# Planning a 2004 3dr Toyota Echo conversion



## madderscience (Jun 28, 2008)

hi chrisale-

A toyota echo is a good conversion candidate, and some have already been done. You can look here: http://www.austinev.org/evalbum and search for several examples of toyota echo conversions.

to get daily 80km (50 miles or so) range with significant hill climbing puts you into lithium territory, but it is quite doable with lithium.

You can safely assume probably about 250 wh/mile on average for battery-to-wheels efficiency so that means you need a usable battery pack capacity of 15kwH bare minimum to meet the range under ideal driving conditions. This is pretty achievable. (100Ah at 156V), but for more margin for cool weather and running the heater and having 4 people in the car going over the pass, go to 160AH or even better 200AH at 156v. (23KwH or 30KwH or so) 

If you haven't found any AC vs. DC debate on this site, well you haven't looked close enough  but basically when it comes to options available for a conversion, DC is cheaper and simpler, and can be built to be very powerful. AC is more sophisticated, more reliable, slightly safer, (less risk of a runaway controller) and offers regen capability which is definitely a good idea on the descents off your mountain pass. AC can be considerably more expensive than DC however depending on the system you get, and the peripherials (a much higher voltage battery pack) can make other parts of the conversion more expensive too. Basically IMHO the arguments boil down to AC is "better" but DC is still really good for the typical use case. if your 400M hill is steep enough that you ride the brakes if you coast down in neutral, then the safety aspect of the regen (to replace engine braking) should not be underestimated.

A toyota echo has a transaxle so the best direct drive solution would be an AC motor driving a modified tranny with only 2nd gear (ideally removing the rest of the guts, converting it to a fixed gear ratio around 8:1 overall) or just replace the whole unit with a single ratio gearbox AC drive (see metricmind.com for examples)

If you went DC you would still want the transmission as you would need at least 2nd and 3rd gears. DC direct drive is typically done with a powerful motor and a powerful controller (think white zombie) and only the differential gear ratio (around 4:1). 

If you are concerned about the high mileage transmission, rebuild it or find one with less mileage during the conversion process.

Canev as far as I know is a pretty reputable organization. You are also not that far from vancouver and VEVA (vancouver electric vehicle association) which is a very active electric vehicle group.

==========

#### INSTRUCTIONS FOR THE TASK
Answer these questions about the forum post on the Toyota Echo conversion:
1. What average battery-to-wheels efficiency does the post say you can safely assume?
2. Around what overall fixed gear ratio does it suggest for a modified transmission driven by an AC motor?
3. What does VEVA stand for?
Nothing here requires the data, so leave it aside.

#### DATA EXTRACT

==========

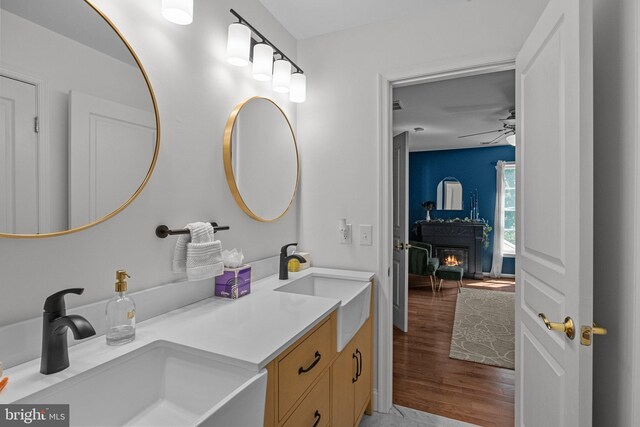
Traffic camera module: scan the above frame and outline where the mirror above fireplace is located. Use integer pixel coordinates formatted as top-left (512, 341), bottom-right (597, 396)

==========

#### EXERCISE RESPONSE
1. About 250 wh/mile.
2. Around 8:1.
3. Vancouver electric vehicle association.